• **What the exercise asks**
Below is a set of records. Repeat all of them exactly.

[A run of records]
* BEGIN *

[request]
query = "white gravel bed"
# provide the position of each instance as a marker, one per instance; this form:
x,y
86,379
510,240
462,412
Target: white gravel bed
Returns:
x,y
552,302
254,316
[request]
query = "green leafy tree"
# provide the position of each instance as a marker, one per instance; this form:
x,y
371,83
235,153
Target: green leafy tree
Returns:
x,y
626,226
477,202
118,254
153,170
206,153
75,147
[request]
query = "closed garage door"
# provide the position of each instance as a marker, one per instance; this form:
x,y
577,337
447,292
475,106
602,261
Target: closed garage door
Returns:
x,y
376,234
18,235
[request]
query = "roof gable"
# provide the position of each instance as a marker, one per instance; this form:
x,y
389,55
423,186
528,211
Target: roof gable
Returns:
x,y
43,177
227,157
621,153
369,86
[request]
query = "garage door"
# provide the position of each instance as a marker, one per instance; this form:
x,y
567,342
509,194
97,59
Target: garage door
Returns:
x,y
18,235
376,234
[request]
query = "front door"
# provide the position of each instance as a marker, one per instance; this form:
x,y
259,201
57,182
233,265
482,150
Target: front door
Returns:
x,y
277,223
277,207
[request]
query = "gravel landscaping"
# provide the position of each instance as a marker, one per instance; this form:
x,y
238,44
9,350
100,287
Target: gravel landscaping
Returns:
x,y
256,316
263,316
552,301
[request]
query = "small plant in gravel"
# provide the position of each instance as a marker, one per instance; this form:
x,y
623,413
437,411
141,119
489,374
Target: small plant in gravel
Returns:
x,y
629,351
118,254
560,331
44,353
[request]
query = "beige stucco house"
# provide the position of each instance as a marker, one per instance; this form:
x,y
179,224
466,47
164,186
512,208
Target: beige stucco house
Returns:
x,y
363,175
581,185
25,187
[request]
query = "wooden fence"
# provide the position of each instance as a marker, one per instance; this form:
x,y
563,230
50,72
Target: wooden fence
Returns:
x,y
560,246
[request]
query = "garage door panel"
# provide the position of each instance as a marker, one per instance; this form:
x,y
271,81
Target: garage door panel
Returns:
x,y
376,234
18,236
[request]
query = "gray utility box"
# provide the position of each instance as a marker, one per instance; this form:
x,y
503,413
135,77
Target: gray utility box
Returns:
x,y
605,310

* END *

• **Expected answer**
[request]
query = "white gravel bed"
# provide the position of each instance as a marker, one per instance; this form:
x,y
86,379
510,240
462,412
Target: white gravel bed
Returns:
x,y
552,302
254,316
[request]
query = "green leafy tree"
# provide the position of each instance as a marker, one per instance; this form:
x,y
371,83
235,153
Target: green leafy tree
Returns:
x,y
626,226
477,202
118,254
153,170
206,153
75,147
[request]
query = "closed garage door"
# provide the position of each instance as a marker, one per instance; this form:
x,y
577,337
447,292
475,106
602,261
Target: closed garage door
Returns:
x,y
376,234
18,235
[request]
query = "roof gable"
# provide the position of each instance as a marker, one per instance; this form:
x,y
389,55
423,186
528,211
Target: roof gable
Returns:
x,y
43,177
227,157
621,153
369,86
[request]
query = "garage door"
# provide the position of each instance as a marker, one per instance; this form:
x,y
567,342
509,194
97,59
Target: garage door
Returns:
x,y
18,235
376,234
[request]
query = "front door"
# provide the position of each instance as a marker, one per instance; this form:
x,y
259,201
57,182
233,265
482,150
Target: front door
Returns:
x,y
277,223
277,207
[request]
query = "gravel landscaping"
# provide the position of each instance as a marker, one per instance; this form:
x,y
238,44
9,350
100,287
Target: gravel landscaping
Returns:
x,y
256,316
263,316
552,301
[request]
query = "small plant in gravel"
# provide the position of each instance as a marker, one per instance; this form:
x,y
623,413
437,411
141,119
489,374
Target: small plant in gravel
Returns:
x,y
629,351
118,254
560,331
44,353
[request]
query = "beige stucco house"
# provide the position of each instance as a marker, one per instance; this form:
x,y
179,224
466,47
164,186
512,208
Target: beige stucco house
Returns:
x,y
363,175
581,185
25,187
[request]
query = "wooden fence"
# provide the position of each instance as a marker, one per instance; this form:
x,y
563,230
50,72
Target: wooden fence
Returns:
x,y
560,246
[request]
query = "garage door panel"
# provide the position of each instance as a marker, one per instance; this form:
x,y
271,81
Target: garage door panel
Returns:
x,y
376,234
18,236
[request]
query = "gray utility box"
# provide the position of each instance as a marker, one per instance; this form:
x,y
503,413
135,77
Target: gray utility box
Returns:
x,y
605,310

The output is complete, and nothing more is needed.